WORK TASK:
The required output is the line containing "Annotation task: tag one point per instance of the watermark" and every line after it, transcribed exactly through the end of the data below.

EXTRACTED DATA:
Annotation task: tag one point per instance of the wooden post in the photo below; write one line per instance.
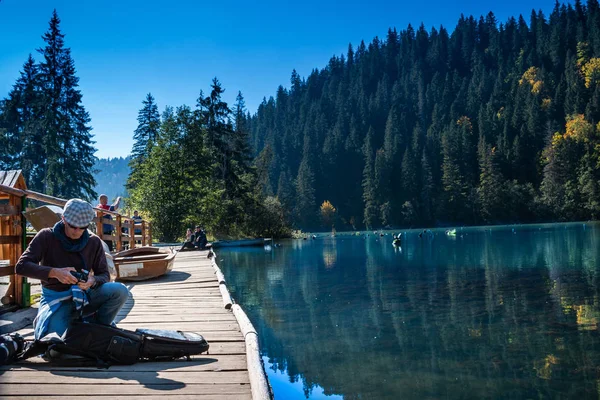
(119, 233)
(258, 380)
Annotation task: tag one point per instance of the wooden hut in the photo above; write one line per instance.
(12, 234)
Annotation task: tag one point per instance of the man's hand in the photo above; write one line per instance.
(63, 275)
(86, 285)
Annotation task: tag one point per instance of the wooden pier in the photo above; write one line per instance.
(189, 299)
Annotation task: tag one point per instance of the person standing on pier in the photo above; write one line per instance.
(53, 255)
(107, 229)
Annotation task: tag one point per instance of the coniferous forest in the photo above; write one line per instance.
(44, 128)
(493, 122)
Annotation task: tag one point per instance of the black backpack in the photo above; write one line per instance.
(109, 345)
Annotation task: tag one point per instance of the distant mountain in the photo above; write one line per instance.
(111, 175)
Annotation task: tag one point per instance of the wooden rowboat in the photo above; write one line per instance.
(238, 243)
(143, 263)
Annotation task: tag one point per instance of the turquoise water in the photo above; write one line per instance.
(491, 313)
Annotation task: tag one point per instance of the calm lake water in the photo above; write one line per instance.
(501, 313)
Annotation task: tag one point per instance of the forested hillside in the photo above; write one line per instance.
(111, 175)
(494, 121)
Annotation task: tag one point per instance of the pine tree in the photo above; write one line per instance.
(20, 120)
(371, 206)
(67, 144)
(145, 137)
(306, 206)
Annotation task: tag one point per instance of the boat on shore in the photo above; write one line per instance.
(143, 263)
(240, 243)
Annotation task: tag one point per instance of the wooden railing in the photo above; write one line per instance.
(126, 232)
(123, 235)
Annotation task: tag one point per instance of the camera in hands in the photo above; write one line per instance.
(81, 275)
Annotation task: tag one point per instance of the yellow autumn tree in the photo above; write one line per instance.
(578, 128)
(591, 72)
(531, 76)
(328, 212)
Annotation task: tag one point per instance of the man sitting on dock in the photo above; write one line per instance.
(197, 241)
(61, 258)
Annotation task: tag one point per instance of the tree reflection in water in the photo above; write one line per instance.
(488, 314)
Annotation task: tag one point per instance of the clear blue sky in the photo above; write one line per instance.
(173, 49)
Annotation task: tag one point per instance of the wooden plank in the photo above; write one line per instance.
(35, 377)
(9, 210)
(7, 270)
(202, 363)
(237, 396)
(119, 389)
(179, 318)
(10, 239)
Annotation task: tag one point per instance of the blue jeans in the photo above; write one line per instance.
(105, 303)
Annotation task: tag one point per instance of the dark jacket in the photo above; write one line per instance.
(46, 252)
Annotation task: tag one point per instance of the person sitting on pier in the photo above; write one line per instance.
(54, 256)
(196, 240)
(199, 238)
(107, 229)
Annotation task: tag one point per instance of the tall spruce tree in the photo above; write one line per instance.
(20, 120)
(145, 137)
(67, 143)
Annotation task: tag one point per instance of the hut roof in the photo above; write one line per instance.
(13, 178)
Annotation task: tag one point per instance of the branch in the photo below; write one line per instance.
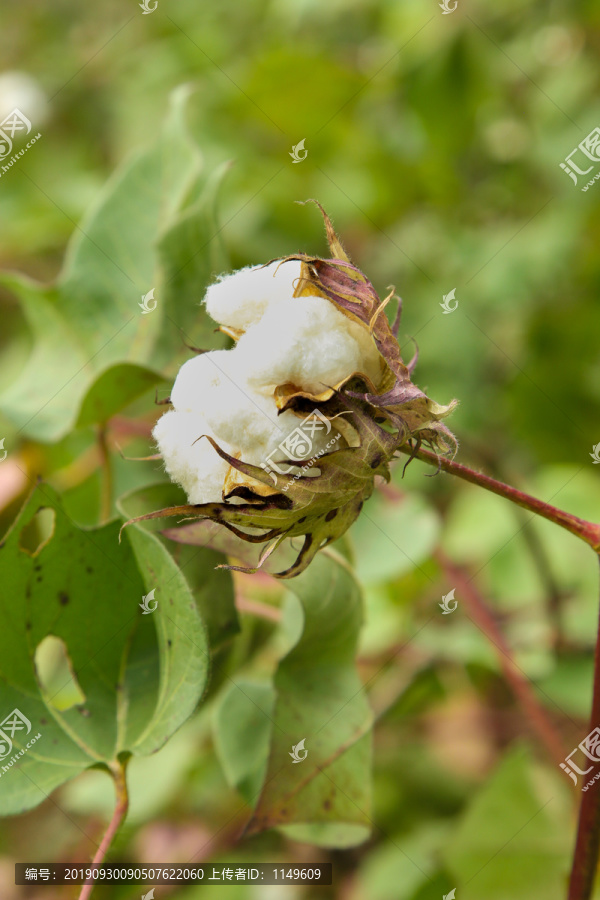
(121, 807)
(587, 531)
(521, 687)
(587, 845)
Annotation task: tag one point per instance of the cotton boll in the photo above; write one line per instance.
(302, 340)
(372, 362)
(20, 90)
(240, 415)
(241, 299)
(192, 463)
(198, 376)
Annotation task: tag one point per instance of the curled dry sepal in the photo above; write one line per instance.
(347, 376)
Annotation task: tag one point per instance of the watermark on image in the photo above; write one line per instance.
(298, 446)
(13, 723)
(14, 123)
(148, 302)
(589, 747)
(297, 751)
(589, 150)
(145, 604)
(447, 308)
(446, 601)
(297, 150)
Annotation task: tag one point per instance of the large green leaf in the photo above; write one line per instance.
(211, 585)
(142, 675)
(324, 799)
(153, 226)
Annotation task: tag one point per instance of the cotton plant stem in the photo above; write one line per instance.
(106, 475)
(120, 811)
(587, 844)
(521, 687)
(587, 531)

EXERCISE SOLUTION:
Annotation task: tag one point per instance of the watermark on image in the photo above; write one line per instance.
(298, 446)
(13, 723)
(14, 123)
(148, 302)
(589, 747)
(297, 751)
(589, 150)
(145, 604)
(447, 308)
(446, 601)
(297, 150)
Annotation task: tag one point per instance of the large green leaf in the photo above; write one line per instance.
(211, 585)
(142, 675)
(324, 799)
(153, 226)
Annotation task: tag one point per instance of the cotton plant stem in the photo above; write one line per instance.
(106, 475)
(120, 811)
(587, 844)
(521, 687)
(587, 531)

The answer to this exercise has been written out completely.